Saved dataset items
════════════════════
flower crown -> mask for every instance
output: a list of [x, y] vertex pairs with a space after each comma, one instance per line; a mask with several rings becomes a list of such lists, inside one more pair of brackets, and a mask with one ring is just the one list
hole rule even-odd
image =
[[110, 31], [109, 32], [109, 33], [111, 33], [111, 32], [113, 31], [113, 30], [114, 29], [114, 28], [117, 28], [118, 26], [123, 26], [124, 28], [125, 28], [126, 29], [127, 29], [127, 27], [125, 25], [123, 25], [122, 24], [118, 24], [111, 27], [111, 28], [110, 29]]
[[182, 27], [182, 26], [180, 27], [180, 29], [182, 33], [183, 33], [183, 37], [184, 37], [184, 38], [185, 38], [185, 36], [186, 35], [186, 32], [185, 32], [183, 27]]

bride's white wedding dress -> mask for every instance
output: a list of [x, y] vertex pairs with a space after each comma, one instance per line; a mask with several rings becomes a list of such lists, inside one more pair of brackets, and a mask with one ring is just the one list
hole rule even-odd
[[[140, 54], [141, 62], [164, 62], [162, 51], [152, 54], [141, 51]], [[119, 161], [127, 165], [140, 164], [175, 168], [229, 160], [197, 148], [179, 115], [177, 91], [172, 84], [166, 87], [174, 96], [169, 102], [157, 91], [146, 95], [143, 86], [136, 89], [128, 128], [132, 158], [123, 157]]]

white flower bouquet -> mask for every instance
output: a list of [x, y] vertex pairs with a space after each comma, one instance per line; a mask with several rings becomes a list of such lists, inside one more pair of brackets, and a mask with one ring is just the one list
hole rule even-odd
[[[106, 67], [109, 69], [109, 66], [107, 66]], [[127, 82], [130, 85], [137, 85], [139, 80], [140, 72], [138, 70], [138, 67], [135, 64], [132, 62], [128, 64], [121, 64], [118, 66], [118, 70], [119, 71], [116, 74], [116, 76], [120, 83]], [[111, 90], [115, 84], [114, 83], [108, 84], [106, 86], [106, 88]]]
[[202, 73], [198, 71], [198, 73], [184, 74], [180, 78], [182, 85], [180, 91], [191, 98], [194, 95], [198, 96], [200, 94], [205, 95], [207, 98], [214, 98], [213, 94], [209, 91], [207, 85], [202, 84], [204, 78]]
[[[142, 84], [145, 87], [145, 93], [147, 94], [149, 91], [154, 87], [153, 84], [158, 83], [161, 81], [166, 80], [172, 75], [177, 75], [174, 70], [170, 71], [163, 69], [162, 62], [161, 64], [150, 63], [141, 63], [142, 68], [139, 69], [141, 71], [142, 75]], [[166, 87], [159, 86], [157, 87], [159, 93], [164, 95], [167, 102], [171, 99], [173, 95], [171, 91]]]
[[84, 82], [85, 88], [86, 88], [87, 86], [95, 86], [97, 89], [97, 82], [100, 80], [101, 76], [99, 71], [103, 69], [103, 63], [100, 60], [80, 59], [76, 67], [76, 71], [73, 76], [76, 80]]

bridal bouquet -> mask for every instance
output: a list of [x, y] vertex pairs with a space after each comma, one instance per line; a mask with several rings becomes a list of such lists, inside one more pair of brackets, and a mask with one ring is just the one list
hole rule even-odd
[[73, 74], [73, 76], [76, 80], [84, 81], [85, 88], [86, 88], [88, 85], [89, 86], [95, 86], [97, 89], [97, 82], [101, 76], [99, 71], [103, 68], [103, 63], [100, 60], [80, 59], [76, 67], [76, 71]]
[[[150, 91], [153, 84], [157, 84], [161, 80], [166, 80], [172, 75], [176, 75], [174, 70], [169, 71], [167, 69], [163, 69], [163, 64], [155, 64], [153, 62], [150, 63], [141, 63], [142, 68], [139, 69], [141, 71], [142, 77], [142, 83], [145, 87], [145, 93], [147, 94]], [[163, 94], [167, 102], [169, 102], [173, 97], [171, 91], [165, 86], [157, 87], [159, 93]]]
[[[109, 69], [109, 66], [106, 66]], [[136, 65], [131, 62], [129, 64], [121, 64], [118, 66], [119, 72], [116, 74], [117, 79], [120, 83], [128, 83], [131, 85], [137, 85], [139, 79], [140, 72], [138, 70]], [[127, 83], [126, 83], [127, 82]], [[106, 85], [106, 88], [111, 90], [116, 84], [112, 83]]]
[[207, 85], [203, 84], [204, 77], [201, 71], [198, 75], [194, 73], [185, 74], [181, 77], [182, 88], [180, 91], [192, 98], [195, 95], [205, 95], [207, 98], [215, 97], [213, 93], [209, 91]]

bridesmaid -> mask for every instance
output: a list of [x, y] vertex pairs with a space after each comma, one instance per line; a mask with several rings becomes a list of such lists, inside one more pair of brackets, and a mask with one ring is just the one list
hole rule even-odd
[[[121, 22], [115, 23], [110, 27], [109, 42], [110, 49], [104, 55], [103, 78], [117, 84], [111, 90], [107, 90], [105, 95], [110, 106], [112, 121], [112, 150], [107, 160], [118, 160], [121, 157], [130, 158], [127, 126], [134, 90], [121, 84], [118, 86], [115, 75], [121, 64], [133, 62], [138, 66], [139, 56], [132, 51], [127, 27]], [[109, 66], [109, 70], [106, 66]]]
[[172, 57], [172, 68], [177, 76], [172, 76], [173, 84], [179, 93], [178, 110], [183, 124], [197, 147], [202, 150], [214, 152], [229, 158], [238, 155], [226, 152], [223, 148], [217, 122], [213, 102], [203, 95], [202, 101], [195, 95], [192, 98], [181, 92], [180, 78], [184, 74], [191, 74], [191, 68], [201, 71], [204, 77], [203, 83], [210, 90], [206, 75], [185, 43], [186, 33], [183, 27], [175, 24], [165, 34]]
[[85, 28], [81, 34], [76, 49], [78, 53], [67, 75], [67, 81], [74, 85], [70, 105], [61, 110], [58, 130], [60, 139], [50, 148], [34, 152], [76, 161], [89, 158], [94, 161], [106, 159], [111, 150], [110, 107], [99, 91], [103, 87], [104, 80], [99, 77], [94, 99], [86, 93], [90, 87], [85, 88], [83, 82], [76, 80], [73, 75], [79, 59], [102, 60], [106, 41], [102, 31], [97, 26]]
════════════════════
→ **AIM**
Extract all of the records above and reproduce every line without a single change.

→ **TASK ANSWER**
flower crown -> mask for every instance
output: a list of [x, y] vertex pairs with a space after each comma, one instance per line; a mask with several rings becomes a list of such lists, inside one more pair of brackets, and a mask with one ring is just the one list
hole rule even-odd
image =
[[110, 31], [109, 32], [109, 33], [111, 33], [111, 32], [113, 31], [113, 30], [114, 29], [114, 28], [117, 28], [118, 26], [123, 26], [124, 28], [125, 28], [126, 29], [127, 29], [127, 27], [125, 25], [123, 25], [122, 24], [118, 24], [111, 27], [111, 28], [110, 29]]
[[182, 27], [182, 26], [180, 27], [180, 29], [182, 33], [183, 33], [183, 37], [184, 37], [184, 38], [185, 38], [185, 36], [186, 35], [186, 32], [185, 32], [183, 27]]

bride's white wedding dress -> mask for every instance
output: a list of [x, y] vertex pairs with a space after each comma, one instance per line; a mask with several rings becomes a list of such lists, inside one more pair of brackets, and a mask with one ring is just the one list
hole rule even-odd
[[[140, 54], [141, 62], [164, 62], [162, 51], [152, 54], [141, 51]], [[119, 161], [127, 165], [140, 164], [175, 168], [229, 160], [197, 148], [179, 115], [177, 91], [172, 84], [166, 87], [174, 96], [169, 102], [157, 91], [146, 95], [143, 86], [136, 89], [128, 128], [132, 158], [123, 157]]]

white flower bouquet -> mask for every instance
output: a list of [x, y] vertex pairs with a space after each comma, one instance per line; a mask with several rings becomes a list of such lists, inside one more pair of brackets, and a mask with one ring is just the one list
hole rule even-odd
[[[106, 67], [109, 69], [109, 66], [107, 66]], [[127, 82], [130, 85], [137, 85], [139, 80], [140, 72], [138, 70], [138, 67], [135, 64], [132, 62], [128, 64], [121, 64], [118, 66], [118, 70], [119, 71], [116, 74], [116, 76], [120, 83]], [[111, 90], [115, 84], [114, 83], [108, 84], [106, 86], [106, 88]]]
[[202, 73], [198, 71], [198, 73], [184, 74], [180, 78], [182, 85], [180, 91], [191, 98], [194, 95], [198, 96], [200, 94], [205, 95], [207, 98], [214, 98], [213, 94], [209, 91], [207, 85], [202, 84], [204, 78]]
[[[142, 84], [145, 87], [145, 93], [147, 94], [149, 91], [154, 87], [153, 84], [158, 83], [161, 81], [166, 80], [172, 75], [177, 75], [174, 70], [170, 71], [163, 69], [162, 62], [161, 64], [150, 63], [141, 63], [142, 68], [139, 69], [141, 71], [142, 75]], [[166, 87], [159, 86], [157, 87], [159, 93], [164, 95], [167, 102], [171, 99], [173, 95], [171, 91]]]
[[84, 82], [85, 88], [86, 88], [87, 86], [95, 86], [97, 89], [97, 82], [100, 80], [101, 76], [99, 71], [103, 69], [103, 63], [100, 60], [80, 59], [76, 67], [76, 71], [73, 76], [76, 80]]

bridal bouquet -> mask for every instance
output: a list of [x, y] vertex pairs with a space after each comma, one instance per line; a mask with several rings becomes a list of such lists, inside one more pair of brackets, and a mask with one ring is just the one list
hole rule even-odd
[[73, 74], [73, 76], [76, 80], [84, 81], [85, 88], [86, 88], [88, 85], [89, 86], [95, 86], [97, 89], [97, 82], [101, 76], [99, 71], [103, 68], [103, 63], [100, 60], [80, 59], [76, 67], [76, 71]]
[[[150, 91], [153, 84], [157, 84], [161, 80], [166, 80], [172, 75], [176, 75], [174, 70], [169, 71], [167, 69], [163, 69], [163, 64], [155, 64], [153, 62], [150, 63], [141, 63], [142, 68], [139, 69], [141, 71], [142, 77], [142, 83], [145, 87], [145, 93], [147, 94]], [[163, 94], [167, 102], [169, 102], [173, 97], [171, 91], [165, 86], [157, 87], [159, 93]]]
[[[109, 69], [109, 66], [106, 66]], [[136, 65], [131, 62], [129, 64], [121, 64], [118, 66], [119, 72], [116, 74], [117, 79], [120, 83], [128, 83], [131, 85], [137, 85], [139, 79], [140, 72], [138, 70]], [[127, 83], [126, 83], [127, 82]], [[106, 85], [106, 88], [111, 90], [116, 84], [112, 83]]]
[[207, 85], [203, 84], [204, 77], [201, 71], [198, 75], [194, 73], [185, 74], [181, 77], [182, 88], [180, 91], [192, 98], [195, 95], [205, 95], [207, 98], [215, 97], [213, 93], [209, 91]]

bridesmaid -> mask for every instance
output: a list of [x, y] vertex pairs with a space after each comma, one instance per line; a mask with several rings becomes a list of such lists, inside one more pair of brackets, and a mask with one ring is just the one list
hole rule even-odd
[[[121, 22], [115, 23], [110, 27], [109, 42], [110, 49], [104, 55], [103, 78], [117, 84], [111, 90], [107, 90], [105, 95], [110, 106], [112, 121], [112, 150], [107, 160], [118, 160], [121, 157], [130, 158], [127, 126], [134, 90], [121, 84], [118, 86], [115, 75], [121, 64], [133, 62], [138, 66], [139, 56], [132, 51], [127, 27]], [[109, 66], [109, 70], [106, 66]]]
[[172, 57], [172, 68], [177, 76], [172, 76], [173, 84], [179, 93], [178, 110], [183, 124], [197, 147], [202, 150], [214, 152], [229, 158], [238, 155], [226, 152], [223, 148], [217, 122], [213, 102], [203, 95], [202, 101], [195, 95], [192, 98], [181, 92], [180, 78], [184, 74], [191, 74], [191, 68], [201, 71], [204, 77], [203, 83], [210, 90], [206, 75], [185, 43], [186, 33], [183, 27], [175, 24], [165, 34]]
[[85, 28], [81, 34], [76, 49], [78, 53], [67, 75], [67, 81], [74, 85], [70, 105], [61, 110], [58, 130], [60, 139], [50, 148], [34, 152], [76, 161], [89, 158], [94, 161], [106, 159], [111, 150], [110, 107], [99, 91], [103, 87], [104, 80], [99, 77], [94, 99], [86, 93], [90, 87], [85, 88], [83, 82], [76, 80], [73, 75], [79, 59], [102, 60], [106, 41], [102, 31], [97, 26]]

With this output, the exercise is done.